[Opening GIVEN RECORDS section]

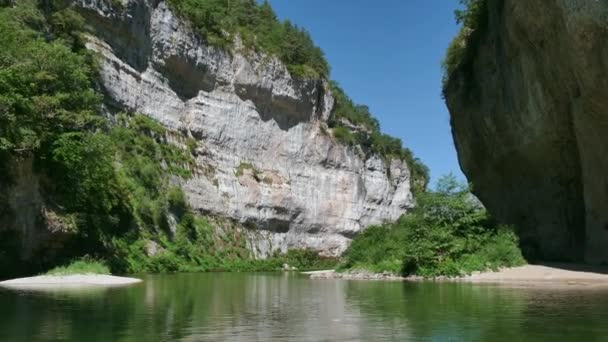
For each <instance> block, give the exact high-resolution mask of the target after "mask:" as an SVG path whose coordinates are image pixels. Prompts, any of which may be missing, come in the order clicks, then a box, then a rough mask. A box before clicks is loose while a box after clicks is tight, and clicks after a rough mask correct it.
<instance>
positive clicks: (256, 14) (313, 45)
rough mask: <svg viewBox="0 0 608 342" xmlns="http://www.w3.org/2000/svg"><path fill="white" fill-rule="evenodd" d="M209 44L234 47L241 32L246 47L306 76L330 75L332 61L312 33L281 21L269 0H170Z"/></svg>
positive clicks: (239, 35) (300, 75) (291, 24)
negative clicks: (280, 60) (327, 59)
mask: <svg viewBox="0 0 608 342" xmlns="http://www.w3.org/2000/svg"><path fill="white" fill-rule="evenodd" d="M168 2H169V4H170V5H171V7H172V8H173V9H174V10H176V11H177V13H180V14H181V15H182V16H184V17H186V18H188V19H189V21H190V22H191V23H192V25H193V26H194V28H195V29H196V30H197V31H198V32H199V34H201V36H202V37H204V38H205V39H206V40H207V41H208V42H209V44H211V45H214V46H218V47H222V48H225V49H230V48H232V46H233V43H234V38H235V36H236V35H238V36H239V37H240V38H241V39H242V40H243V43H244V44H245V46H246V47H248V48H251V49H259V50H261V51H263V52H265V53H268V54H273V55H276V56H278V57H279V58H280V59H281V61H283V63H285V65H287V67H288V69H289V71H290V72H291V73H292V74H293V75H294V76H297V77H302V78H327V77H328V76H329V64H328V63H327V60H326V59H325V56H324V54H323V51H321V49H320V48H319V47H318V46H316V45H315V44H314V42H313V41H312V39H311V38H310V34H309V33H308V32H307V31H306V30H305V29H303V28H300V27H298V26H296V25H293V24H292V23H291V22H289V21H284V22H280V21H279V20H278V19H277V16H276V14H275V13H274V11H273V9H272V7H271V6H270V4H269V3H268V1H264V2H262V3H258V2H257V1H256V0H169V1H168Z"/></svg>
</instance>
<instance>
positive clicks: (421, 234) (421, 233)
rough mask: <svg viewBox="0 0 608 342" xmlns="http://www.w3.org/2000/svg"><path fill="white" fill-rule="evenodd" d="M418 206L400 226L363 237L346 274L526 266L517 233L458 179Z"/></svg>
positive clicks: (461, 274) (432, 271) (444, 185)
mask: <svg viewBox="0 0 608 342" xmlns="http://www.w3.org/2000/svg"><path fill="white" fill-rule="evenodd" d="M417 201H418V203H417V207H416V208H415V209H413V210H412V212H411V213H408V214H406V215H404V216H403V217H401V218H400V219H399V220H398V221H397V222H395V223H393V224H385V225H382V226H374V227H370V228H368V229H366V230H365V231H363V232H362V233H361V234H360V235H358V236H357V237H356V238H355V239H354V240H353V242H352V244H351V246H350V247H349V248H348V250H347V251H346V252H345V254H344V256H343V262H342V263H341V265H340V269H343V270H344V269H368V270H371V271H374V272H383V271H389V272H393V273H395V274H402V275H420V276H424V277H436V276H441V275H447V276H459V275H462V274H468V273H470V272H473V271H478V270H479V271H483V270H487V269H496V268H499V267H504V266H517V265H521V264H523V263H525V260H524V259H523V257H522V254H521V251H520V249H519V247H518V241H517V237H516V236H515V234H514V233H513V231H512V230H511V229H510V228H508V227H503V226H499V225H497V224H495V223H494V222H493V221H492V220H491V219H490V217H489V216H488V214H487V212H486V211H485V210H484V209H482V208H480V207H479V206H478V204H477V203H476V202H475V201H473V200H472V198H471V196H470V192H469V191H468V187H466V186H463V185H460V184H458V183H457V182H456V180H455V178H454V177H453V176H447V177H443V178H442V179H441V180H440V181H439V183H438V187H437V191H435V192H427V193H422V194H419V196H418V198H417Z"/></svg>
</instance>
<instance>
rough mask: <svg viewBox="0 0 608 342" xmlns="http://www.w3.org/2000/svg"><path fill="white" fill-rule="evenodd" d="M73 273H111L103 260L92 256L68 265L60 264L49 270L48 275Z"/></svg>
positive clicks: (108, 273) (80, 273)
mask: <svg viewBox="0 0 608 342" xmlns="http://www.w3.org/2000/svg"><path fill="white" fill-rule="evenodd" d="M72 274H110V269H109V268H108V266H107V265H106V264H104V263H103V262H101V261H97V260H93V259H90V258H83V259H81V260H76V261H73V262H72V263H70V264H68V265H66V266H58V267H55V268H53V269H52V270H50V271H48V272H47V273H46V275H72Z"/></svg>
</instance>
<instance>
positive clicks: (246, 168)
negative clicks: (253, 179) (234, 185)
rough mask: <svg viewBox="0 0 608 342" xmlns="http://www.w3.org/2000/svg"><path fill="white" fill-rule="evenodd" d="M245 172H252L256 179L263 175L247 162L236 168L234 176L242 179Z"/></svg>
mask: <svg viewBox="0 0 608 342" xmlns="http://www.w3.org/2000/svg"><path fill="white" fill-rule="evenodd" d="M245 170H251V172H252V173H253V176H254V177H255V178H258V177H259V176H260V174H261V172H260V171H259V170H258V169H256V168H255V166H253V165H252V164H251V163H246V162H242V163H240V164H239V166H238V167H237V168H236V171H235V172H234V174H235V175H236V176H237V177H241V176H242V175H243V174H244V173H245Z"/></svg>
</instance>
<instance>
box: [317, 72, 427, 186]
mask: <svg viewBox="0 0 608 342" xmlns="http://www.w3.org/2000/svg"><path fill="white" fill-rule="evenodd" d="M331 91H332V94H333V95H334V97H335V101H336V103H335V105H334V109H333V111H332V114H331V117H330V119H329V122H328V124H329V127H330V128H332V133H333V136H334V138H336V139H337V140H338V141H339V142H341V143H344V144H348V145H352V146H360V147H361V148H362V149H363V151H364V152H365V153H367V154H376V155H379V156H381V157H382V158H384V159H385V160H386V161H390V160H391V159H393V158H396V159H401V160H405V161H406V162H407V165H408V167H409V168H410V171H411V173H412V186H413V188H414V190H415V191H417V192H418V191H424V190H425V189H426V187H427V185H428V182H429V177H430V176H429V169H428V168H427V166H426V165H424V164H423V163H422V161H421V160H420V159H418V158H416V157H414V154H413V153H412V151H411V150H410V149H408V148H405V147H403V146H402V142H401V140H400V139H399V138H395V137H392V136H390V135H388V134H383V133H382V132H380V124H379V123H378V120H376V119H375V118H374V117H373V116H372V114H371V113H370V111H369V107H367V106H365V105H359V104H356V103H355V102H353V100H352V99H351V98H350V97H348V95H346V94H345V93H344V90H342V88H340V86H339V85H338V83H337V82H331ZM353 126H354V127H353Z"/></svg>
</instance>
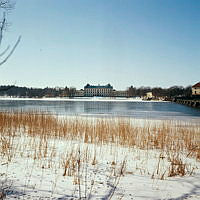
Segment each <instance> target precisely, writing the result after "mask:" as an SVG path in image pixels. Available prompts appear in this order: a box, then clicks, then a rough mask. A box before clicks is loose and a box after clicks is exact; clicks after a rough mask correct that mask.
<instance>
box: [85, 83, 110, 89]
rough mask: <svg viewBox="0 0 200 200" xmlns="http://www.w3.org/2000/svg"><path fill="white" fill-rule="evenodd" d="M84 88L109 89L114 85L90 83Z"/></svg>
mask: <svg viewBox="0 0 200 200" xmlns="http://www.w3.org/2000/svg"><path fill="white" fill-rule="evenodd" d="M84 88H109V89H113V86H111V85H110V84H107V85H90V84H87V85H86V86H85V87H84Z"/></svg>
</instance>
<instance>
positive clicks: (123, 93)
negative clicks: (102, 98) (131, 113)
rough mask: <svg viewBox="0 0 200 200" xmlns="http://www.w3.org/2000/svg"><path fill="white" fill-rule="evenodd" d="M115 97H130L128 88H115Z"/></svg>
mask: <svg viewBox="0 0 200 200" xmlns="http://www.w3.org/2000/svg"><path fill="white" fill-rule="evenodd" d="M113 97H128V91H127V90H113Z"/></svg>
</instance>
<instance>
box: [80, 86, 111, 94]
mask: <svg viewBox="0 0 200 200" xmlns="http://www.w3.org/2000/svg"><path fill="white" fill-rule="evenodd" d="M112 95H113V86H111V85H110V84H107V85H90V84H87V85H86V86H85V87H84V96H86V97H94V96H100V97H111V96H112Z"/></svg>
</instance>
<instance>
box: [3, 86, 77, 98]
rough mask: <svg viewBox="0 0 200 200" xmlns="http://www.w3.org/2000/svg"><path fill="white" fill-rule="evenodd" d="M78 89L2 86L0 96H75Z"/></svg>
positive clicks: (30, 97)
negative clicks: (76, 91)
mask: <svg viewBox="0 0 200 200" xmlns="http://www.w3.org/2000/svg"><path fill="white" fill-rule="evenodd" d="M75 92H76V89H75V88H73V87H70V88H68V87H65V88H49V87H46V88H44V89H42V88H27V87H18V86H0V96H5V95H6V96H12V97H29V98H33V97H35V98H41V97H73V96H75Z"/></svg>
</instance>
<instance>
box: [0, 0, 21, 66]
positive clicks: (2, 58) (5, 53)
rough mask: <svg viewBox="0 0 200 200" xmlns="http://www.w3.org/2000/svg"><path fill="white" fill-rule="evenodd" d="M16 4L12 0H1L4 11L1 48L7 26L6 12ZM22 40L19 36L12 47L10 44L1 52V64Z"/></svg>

[Closing GIVEN RECORDS section]
[Opening GIVEN RECORDS section]

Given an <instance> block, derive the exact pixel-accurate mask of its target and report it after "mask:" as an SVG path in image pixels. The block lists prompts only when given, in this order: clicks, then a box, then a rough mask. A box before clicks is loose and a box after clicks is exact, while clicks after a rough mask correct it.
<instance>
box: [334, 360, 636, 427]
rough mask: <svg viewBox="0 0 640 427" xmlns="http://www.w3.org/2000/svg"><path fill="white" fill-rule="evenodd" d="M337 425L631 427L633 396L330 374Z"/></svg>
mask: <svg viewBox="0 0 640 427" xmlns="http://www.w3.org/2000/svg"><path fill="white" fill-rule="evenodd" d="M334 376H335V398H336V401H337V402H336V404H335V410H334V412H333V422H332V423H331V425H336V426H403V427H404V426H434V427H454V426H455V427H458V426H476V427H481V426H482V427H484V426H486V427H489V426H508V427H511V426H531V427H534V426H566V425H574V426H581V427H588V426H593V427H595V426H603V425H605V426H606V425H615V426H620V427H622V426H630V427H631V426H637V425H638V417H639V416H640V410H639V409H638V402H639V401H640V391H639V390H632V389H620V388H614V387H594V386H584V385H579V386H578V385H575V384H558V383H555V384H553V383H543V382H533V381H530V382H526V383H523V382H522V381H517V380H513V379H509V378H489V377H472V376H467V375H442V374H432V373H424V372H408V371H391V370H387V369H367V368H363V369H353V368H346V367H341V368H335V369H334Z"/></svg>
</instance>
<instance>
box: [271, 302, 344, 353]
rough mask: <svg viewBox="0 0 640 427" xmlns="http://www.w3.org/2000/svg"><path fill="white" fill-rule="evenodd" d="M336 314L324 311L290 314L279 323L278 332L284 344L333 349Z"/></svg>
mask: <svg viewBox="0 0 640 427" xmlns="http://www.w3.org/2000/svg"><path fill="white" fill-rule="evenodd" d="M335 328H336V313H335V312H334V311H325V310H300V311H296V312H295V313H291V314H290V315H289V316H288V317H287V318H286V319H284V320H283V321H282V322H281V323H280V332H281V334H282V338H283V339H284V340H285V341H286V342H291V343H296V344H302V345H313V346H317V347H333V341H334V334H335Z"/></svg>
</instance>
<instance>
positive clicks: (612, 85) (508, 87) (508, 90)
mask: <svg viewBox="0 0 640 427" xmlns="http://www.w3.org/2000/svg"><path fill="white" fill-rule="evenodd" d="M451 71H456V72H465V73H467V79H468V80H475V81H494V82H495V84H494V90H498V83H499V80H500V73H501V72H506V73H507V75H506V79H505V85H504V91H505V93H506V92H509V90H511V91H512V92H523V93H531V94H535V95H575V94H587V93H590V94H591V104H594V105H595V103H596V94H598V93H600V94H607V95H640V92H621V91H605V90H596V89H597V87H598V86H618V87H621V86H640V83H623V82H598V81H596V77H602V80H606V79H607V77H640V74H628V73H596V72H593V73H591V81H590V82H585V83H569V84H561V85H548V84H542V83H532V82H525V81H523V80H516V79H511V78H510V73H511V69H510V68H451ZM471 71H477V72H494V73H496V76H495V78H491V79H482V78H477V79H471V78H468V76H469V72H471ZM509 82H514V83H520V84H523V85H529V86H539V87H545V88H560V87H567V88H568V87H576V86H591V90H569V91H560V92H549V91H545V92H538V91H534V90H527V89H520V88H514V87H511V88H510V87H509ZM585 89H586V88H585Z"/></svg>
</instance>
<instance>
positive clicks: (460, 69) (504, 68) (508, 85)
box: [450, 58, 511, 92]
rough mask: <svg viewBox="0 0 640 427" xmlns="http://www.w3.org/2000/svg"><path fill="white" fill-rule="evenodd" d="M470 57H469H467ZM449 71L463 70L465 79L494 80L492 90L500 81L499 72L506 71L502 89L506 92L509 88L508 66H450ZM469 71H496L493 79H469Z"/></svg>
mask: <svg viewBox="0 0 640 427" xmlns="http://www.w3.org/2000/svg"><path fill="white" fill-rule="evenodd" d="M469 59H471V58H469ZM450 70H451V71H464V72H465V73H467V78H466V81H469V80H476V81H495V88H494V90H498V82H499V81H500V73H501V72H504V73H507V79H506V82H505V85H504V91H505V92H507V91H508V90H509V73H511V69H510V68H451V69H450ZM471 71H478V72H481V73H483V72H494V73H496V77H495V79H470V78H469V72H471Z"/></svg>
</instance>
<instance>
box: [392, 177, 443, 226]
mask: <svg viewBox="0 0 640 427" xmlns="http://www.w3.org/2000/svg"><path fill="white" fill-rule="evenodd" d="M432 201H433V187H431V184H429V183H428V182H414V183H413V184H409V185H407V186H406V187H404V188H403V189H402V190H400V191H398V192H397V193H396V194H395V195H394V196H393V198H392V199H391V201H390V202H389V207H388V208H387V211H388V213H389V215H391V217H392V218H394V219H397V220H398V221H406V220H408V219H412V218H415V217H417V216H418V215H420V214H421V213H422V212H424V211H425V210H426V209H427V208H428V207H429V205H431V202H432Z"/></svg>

[Closing GIVEN RECORDS section]

*EXERCISE AIM:*
Please give an exact copy of the entries above, from the line with "For each <instance>" down to the line with "positive clicks: (239, 35)", inclusive, and nothing else.

*TASK SOLUTION:*
For each <instance> block, give the exact high-resolution mask of the target after "mask:" as an SVG path whose coordinates are image pixels. Prompts, any of which may be missing, come in the order clicks, then a box, then a rough mask. A box before clicks is loose while a box after clicks is tight, and clicks after a rough mask correct it.
<instance>
positive clicks: (256, 14) (313, 45)
rough mask: <svg viewBox="0 0 608 342" xmlns="http://www.w3.org/2000/svg"><path fill="white" fill-rule="evenodd" d="M209 44L234 47L241 32L246 47L306 76L330 75L332 61L312 33L281 21L269 0H170Z"/></svg>
positive clicks: (239, 35) (300, 75) (291, 24)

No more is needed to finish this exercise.